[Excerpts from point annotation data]

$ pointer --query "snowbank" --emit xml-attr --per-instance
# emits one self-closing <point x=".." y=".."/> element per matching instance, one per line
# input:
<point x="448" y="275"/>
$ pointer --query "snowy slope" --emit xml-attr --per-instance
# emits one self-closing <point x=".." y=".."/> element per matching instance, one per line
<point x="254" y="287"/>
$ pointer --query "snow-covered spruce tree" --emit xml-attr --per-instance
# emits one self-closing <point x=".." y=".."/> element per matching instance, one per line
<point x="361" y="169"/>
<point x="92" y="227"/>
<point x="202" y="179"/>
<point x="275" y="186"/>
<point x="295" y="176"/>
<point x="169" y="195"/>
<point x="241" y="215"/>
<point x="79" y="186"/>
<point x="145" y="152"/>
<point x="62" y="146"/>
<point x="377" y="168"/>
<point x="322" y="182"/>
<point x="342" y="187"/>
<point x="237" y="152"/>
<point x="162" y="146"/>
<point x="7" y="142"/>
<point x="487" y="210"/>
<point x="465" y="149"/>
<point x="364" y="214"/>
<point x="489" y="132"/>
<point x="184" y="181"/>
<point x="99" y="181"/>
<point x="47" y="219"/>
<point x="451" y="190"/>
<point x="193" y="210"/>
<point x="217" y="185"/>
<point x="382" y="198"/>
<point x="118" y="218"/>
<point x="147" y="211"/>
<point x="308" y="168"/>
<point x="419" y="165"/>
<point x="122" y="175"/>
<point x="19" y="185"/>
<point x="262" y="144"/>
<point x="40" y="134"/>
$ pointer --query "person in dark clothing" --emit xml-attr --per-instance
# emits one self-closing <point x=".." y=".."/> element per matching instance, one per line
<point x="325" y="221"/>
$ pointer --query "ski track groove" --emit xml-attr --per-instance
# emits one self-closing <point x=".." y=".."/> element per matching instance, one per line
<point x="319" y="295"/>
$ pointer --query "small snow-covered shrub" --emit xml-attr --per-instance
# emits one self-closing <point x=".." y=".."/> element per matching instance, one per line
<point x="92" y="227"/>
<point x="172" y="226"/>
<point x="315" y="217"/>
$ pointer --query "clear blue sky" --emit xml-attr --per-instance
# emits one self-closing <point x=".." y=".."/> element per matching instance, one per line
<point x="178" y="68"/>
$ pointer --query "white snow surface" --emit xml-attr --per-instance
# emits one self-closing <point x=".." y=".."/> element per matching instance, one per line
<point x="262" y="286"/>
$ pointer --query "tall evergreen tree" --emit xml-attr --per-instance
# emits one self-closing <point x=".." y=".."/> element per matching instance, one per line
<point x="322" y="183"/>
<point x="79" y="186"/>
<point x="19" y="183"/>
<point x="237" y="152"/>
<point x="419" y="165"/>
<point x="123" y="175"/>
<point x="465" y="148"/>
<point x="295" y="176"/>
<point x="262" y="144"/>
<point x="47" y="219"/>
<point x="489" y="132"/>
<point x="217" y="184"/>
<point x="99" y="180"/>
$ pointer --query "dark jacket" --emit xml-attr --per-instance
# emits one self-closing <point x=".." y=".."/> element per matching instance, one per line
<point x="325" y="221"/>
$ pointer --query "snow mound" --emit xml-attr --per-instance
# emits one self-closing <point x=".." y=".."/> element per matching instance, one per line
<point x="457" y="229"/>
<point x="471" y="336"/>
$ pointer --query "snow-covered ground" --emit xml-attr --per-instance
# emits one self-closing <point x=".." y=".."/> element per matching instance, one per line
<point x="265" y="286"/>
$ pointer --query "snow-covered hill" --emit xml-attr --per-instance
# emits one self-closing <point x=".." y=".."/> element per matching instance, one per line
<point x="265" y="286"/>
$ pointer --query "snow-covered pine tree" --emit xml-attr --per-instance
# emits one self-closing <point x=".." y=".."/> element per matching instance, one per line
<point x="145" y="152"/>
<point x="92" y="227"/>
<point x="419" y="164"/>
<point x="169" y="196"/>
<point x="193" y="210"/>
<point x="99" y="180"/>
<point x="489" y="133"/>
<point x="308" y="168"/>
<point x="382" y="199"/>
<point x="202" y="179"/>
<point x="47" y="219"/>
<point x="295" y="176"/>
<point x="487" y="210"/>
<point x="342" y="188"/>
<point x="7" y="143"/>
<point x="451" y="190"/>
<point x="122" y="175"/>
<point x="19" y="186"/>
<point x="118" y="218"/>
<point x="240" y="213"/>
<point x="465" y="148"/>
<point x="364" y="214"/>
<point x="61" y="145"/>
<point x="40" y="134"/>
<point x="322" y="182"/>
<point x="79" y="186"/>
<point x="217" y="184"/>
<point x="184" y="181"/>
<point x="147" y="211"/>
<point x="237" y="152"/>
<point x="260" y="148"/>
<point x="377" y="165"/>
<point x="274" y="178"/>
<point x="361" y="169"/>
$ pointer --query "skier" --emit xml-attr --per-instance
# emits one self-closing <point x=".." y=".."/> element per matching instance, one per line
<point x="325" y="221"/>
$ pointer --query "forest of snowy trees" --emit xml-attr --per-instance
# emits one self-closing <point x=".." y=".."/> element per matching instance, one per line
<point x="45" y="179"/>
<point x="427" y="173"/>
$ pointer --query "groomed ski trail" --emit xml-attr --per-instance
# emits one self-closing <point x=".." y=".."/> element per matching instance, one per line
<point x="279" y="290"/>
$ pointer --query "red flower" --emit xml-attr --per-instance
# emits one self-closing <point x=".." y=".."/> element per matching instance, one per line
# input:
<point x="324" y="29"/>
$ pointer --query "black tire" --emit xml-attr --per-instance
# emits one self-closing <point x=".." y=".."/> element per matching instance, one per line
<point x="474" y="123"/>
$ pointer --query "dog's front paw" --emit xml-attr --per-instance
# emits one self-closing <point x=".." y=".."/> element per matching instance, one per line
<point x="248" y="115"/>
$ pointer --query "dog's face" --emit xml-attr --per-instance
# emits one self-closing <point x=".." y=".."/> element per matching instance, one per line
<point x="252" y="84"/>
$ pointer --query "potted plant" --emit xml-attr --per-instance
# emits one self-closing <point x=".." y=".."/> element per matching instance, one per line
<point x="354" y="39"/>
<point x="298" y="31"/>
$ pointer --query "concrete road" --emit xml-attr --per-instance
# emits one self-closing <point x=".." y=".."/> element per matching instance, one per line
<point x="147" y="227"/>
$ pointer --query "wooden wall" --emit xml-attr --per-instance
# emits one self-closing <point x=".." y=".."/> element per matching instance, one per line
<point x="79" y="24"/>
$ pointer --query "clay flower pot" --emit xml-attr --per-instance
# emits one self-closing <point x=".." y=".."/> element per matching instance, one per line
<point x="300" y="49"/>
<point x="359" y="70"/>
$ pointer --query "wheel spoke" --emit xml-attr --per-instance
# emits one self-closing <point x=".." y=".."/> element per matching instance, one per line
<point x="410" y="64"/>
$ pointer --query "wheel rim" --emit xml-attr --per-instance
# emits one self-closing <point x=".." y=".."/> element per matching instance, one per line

WHAT THE TASK REQUIRES => How many lines in the records contain the string "wheel"? Reply with the number alone.

CORRECT ANSWER => 2